## Enunciado
Prossiga com o texto sobre as incomensurabilidades a partir da última frase mostrada, mantendo o mesmo tom.

26/02/2008

Incomensurabilidades

"Comprem chocolates à criança a quem sucedi por erro,
E tirem a tabuleta porque amanhã é infinito. "
(Álvaro Campos)



Irracional: tal palavra, em sua origem grega, significa o que não tem medida. E o intelecto humano desde muito tempo se ocupa justamente em medir. As ciências exatas, meninas dos olhos das ciências em geral, se denominam exatas justamente porque crêem mais exatas as suas medidas. E tudo isso sobre as bençãos da linguagem matemática.

Porém, na Grécia pré-Socrática houve um episódio curioso, onde a própria matemática, mas precisamente a geometria (geo = terra; metria = medida) euclidiana tropeçou numa das pedras da imensurabilidade. Os pensadores pitagóricos, ao estudar as relações entre os triângulos e os quadrados, (e também os pentágonos, mas nada que lembre os EUA) perceberam que não era possível uma medida exata da raiz de dois, na verdade, àquela época eles chegaram a concluir que tal medida não era apenas inexata, mas inexistente. Pois não conseguiam achar um número que fosse mensurável e que multiplicado por ele mesmo fosse igual a dois. E de fato a raiz de dois é um número infinito, não no sentido de ser o infinito em si, mas no sentido de que nunca chega ao fim, há sempre mais um algarismo. O número que representa a raiz de dois não procede da razão entre dois númoero inteiros, daí ser dito, como outros tanto números, irracional.

E esse é um entrave à racionalidade que se dá no mundo abstrato das matemáticas. Imagine no mundo concreto. Qual a razão entre um tomate e uma laranja? Ou até a razão entre dois tomates? Difícil de dizer. E diante disso vejamos o que diz Clarice Lispector:

"...Não me posso resumir porque não se pode somar uma cadeira e duas maçãs. Eu sou uma cadeira e duas maçãs. E não me somo..."

## Trechos dos registros
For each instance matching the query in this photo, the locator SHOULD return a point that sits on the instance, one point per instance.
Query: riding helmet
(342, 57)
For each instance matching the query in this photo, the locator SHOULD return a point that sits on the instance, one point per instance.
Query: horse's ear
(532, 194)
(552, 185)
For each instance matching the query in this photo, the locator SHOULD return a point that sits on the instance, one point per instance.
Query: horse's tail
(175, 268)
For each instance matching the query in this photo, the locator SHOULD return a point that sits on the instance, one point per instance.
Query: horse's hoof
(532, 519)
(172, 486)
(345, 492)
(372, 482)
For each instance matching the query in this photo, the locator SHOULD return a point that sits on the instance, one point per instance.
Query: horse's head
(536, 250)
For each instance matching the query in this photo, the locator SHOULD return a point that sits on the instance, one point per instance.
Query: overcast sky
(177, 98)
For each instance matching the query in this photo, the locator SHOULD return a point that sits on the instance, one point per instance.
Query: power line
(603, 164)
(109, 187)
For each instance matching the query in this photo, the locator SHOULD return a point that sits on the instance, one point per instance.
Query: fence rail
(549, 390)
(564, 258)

## Resultado do exercício
Não há razão entre cadeiras e maçãs, como não há razão entre tomates e laranjas. E talvez nem a haja entre dois tomates, porque se um 2 é sempre idêntico a outro 2, até hoje não vi dois objetos que não apresentassem diferenças, mesmo que sejam dois tomates, o máximo que se consegue nesse mundo real são semelhanças, e essa distância entre o que se assemelha e o que se identifica acarreta sérios problemas à racionalidade, à medida, ao padrão.


Porém, se não há razão entre cadeiras, tomates, laranjas, bananas, cadeiras, pães, bifes, cervejas, softwares, como fica a vida em comunidade do marceneiro, do tomateiro, do laranjeiro, do bananeiro, do padeiro, do açougueiro, do cervejeiro, do Bill Gates, do Steve Jobs, etc?

É nesse instante que surge uma abstração com a finalidade de servir como unidade de medida, fator racional entre esses objetos díspares. E que nova medida é essa? Quem é essa abstração racional?

Pois bem: A Moeda.

Nas antigas Metonímias: o níquel, o cobre, a prata, o ouro. Nas modernas nomenclaturas: o papel-moeda, os cheques, os cartões, os meios de pagamento.

Porém essa abstração monetária também possui constituição concreta, e o que surge para representar as mercadorias se tranforma em mercadoria itself e aí só aumenta a complexidade.

Então, se faz bem fácil perceber que a moeda não é uma medida de valor absoluta, que todos os preços são relativos. Até andou se procurando há alguns séculos a tal da medida invariável de valor, que fosse a medida-base de todos os outros valores, mais ou menos como os alquimistas procuravam o elixir da eterna juventude. Mas, ao que parece, já abandoram os economistas essa empreitada quixotesca.

O que se sabe é que de alguma forma os preços se formam. Uma coisa vale não só pelo valor (leia-se utilidade) que se dá a ela, mais pelo valor que se dá a todas as outras coisas que existem e possuem utilidade no mundo junto com ela, bem como pelo trabalho que se faz pra fabricar as coisas e pelo valor que têm os insumos, os fatores que entram de um lado da máquina pra que do outro lado saia o produto acabado, ou melhor, o produto final.

Em sumo, o valor de cada coisa interfere no valor de cada coisa e o valor de tudo sofre a interferência do valor de tudo mais. Acho que já se pode perceber aqui os limites da racionalidade nas ciências econômicas.

Mas as coisas não param por aí. São notórias as duas curvas (ou rotas flexas como prefere a poesia de Márcio-André) dos estudos econômicos: a tal da demanda e a tal da oferta, e ambas deixam transparecer o problema da irracionalidade.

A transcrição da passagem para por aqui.